To be done: Turn every line of the data below into a numbered list, skipping blank lines. Leave the pictures out of the answer.

Point labeling data:

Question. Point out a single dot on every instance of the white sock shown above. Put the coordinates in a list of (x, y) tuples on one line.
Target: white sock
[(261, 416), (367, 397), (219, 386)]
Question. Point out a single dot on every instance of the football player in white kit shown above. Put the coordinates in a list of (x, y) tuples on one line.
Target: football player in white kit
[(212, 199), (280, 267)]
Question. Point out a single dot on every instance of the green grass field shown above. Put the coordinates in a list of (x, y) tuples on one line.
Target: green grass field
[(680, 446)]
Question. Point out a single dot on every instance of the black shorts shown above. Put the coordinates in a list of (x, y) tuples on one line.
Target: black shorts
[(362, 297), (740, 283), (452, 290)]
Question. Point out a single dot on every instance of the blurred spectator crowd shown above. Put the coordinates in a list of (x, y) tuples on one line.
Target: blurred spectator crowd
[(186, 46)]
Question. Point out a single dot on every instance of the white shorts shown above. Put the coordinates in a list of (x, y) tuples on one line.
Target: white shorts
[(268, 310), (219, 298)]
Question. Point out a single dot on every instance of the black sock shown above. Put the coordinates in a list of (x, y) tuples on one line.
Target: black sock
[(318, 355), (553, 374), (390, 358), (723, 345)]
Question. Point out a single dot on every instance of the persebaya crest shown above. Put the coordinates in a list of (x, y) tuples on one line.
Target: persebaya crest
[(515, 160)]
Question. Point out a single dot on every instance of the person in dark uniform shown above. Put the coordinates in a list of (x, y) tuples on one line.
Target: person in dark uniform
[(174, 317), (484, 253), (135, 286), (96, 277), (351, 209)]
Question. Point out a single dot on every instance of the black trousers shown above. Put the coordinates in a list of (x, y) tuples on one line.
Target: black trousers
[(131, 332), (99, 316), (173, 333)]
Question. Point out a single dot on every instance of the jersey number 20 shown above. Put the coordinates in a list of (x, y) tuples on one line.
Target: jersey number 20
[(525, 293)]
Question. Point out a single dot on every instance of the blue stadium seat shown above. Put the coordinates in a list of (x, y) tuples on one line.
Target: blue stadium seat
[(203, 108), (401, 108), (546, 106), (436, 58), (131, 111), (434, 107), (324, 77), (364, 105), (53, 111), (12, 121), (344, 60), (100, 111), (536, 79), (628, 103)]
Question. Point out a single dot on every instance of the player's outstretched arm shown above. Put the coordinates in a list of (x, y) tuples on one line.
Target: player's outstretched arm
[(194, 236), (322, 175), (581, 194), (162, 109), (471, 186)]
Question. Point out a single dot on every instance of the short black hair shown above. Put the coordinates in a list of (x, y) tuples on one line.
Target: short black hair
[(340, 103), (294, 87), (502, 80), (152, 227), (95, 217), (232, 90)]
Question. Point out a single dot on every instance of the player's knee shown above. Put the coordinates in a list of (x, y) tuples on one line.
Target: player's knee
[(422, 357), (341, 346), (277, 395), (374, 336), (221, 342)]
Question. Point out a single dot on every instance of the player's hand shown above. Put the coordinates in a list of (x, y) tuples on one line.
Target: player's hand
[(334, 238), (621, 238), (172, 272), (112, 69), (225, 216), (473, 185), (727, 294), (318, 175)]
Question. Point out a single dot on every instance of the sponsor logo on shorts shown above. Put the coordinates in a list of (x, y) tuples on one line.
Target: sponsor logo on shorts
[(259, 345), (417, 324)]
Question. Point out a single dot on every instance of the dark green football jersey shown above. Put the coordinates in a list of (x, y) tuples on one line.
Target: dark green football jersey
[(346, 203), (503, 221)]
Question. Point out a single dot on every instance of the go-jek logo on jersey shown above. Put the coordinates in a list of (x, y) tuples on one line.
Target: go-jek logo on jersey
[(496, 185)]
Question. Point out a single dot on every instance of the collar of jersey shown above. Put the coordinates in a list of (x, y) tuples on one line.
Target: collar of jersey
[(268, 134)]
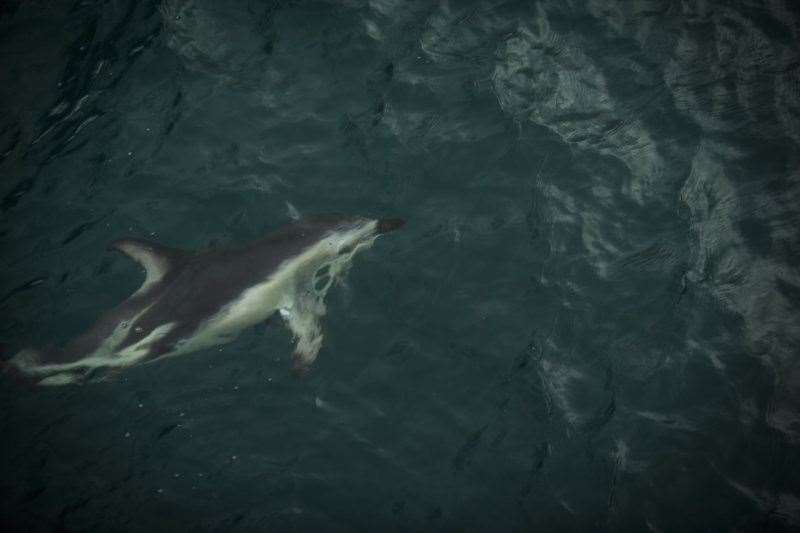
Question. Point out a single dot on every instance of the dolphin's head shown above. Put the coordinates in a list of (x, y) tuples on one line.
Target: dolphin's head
[(344, 235)]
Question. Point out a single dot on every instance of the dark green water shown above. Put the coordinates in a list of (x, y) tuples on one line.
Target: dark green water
[(590, 322)]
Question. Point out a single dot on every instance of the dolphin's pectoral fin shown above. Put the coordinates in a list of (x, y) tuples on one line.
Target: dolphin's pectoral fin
[(156, 260), (303, 319)]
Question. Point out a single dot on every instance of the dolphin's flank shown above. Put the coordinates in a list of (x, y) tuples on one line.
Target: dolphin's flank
[(194, 300)]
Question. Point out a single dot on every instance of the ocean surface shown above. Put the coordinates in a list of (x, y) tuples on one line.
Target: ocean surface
[(589, 323)]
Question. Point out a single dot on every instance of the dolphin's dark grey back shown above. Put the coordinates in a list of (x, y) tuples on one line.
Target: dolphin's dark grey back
[(204, 283)]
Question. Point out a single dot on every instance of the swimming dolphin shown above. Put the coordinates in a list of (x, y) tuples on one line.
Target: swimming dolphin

Exercise answer:
1. Question. Point out a single dot on every instance of the white sock shown above. Put the coordinates in a list of (x, y) tuples on one line.
2. Target: white sock
3. [(261, 416), (367, 397), (219, 386)]
4. Question. Point out a single dot on every instance of the football player in white kit shown above. Put the coordinates in a list of (x, y) tuples on one line.
5. Target: football player in white kit
6. [(212, 199), (280, 267)]
7. Question. Point out a single dot on every instance of the green grass field shown above. Put the coordinates in a list of (x, y) tuples on one line.
8. Target: green grass field
9. [(680, 446)]
10. Question. Point out a single dot on every instance of the black shorts shown above. Put the coordinates in a list of (x, y) tuples on one line.
11. Target: black shorts
12. [(362, 297), (740, 283), (452, 290)]
13. Question. Point out a single dot on every instance of the blurred spectator crowd shown above. Put the coordinates in a list of (x, y) tuples on one line.
14. Target: blurred spectator crowd
15. [(186, 46)]
16. Question. Point out a single dot on every instance of the white shorts shown above. Put the coordinates in a list of (x, y) tuples on one line.
17. Target: white shorts
18. [(268, 310), (219, 298)]
19. Question. Point out a single dot on every instance of the black sock shown above. Put the coordinates in a list of (x, y) tuples on one line.
20. Target: black sock
21. [(318, 355), (553, 374), (390, 358), (723, 345)]
22. Question. Point out a single dot on every instance of the persebaya crest shown above. Put the coordinates in a list of (x, y) tuples on one line.
23. Target: persebaya crest
24. [(515, 160)]
25. Question. Point out a single dot on every instance of the person in dark uniform shown above. Put the coordinates in a list of (x, y) tuples on one line.
26. Target: person in dark uniform
27. [(174, 317), (484, 253), (135, 286), (96, 277), (351, 209)]
28. Question. Point out a single dot on every instance of the black trousers shown above. Put the coordinates in a list of (x, y) tuples on one line.
29. Target: black trousers
30. [(131, 332), (99, 316), (173, 333)]
31. Question. Point out a single dot on every instance of the jersey number 20 shown above. Put the coordinates in a list of (x, y) tuples on one line.
32. Target: jersey number 20
33. [(525, 293)]
34. Question. Point out a single dot on every instance of the blue stadium seat shown above. Put the coordinates in a list of (x, y) tuples on one line.
35. Target: blue stadium seat
36. [(203, 108), (401, 108), (546, 106), (436, 58), (131, 111), (434, 107), (324, 77), (364, 105), (53, 111), (12, 121), (344, 60), (100, 111), (536, 79), (628, 103)]
37. Question. Point out a single dot on every instance of the player's outstretched arm shown above. Put the coordinates in a list of (x, y) tuples on one line.
38. Target: player's outstretched arm
39. [(194, 236), (322, 175), (581, 194), (162, 109), (471, 186)]
40. Question. Point out a single dot on every instance of the short black hair shown above. Put the coordinates in a list of (x, y) tuples on one line.
41. Target: short black hair
42. [(340, 103), (294, 87), (502, 80), (152, 227), (95, 217), (232, 90)]
43. Question. Point out a single dot on every instance of the player's knee shown above. Put the coordinates in a list of (x, y) tuples on one line.
44. Target: player's knee
45. [(422, 357), (341, 346), (277, 395), (374, 336), (221, 342)]
46. Question. Point out a single dot on every instance of the player's hand shown above. Put the coordinates in a list of (x, y) tuples on one line.
47. Target: player's hand
48. [(334, 238), (621, 238), (172, 272), (112, 69), (225, 216), (473, 185), (727, 294), (318, 175)]
49. Question. Point out a single dot on every instance of the sponsor logo on shorts shown above. Put the coordinates in a list of (x, y) tuples on one line.
50. Target: sponsor logo on shorts
51. [(259, 345), (417, 324)]
52. Question. Point out a single dot on every instance of the dark green football jersey shown above. Put the coordinates in a list of (x, y) tuples on one line.
53. Target: dark green football jersey
54. [(346, 203), (503, 221)]
55. Question. Point out a single dot on every instance of the go-jek logo on jersey shown above. Put the coordinates in a list of (x, y) tuples on one line.
56. Target: go-jek logo on jersey
57. [(496, 185)]
58. Question. Point out a single dot on every instance of the collar of jersey shown above. Put the coordinates in a list of (x, y) tuples on one line.
59. Target: collar of jersey
60. [(268, 134)]
61. Question. Point out a single dot on every instance of the dolphin's head shown above. Put the coordinates in a list of (x, y) tuples on one line.
62. Target: dolphin's head
63. [(344, 235)]
64. Question. Point out a single dot on every instance of the dark green water shown above. Put the coordinates in a list of (x, y) tuples on one line.
65. Target: dark green water
66. [(590, 322)]
67. Question. Point out a single dot on every instance of the dolphin's pectoral fin shown above. Put the coordinates in a list of (x, y) tuples on one line.
68. Target: dolphin's pectoral fin
69. [(156, 260), (303, 319)]
70. Question. Point out a single dot on every instance of the dolphin's flank shown above. Put the coordinates in a list of (x, y) tuples on one line.
71. Target: dolphin's flank
72. [(194, 300)]
73. Question. Point out a single dot on every instance of the ocean surface shown above. Put the coordinates in a list of (x, y) tuples on one line.
74. Target: ocean surface
75. [(589, 323)]
76. Question. Point out a single dot on every instance of the dolphin's dark grey back shown above. Put the coordinates in a list of (x, y) tuples on one line.
77. Target: dolphin's dark grey back
78. [(204, 283)]
79. Question. Point out a single dot on every instance of the swimming dolphin shown above. Put the coordinates in a list of (x, y) tuples on one line.
80. Target: swimming dolphin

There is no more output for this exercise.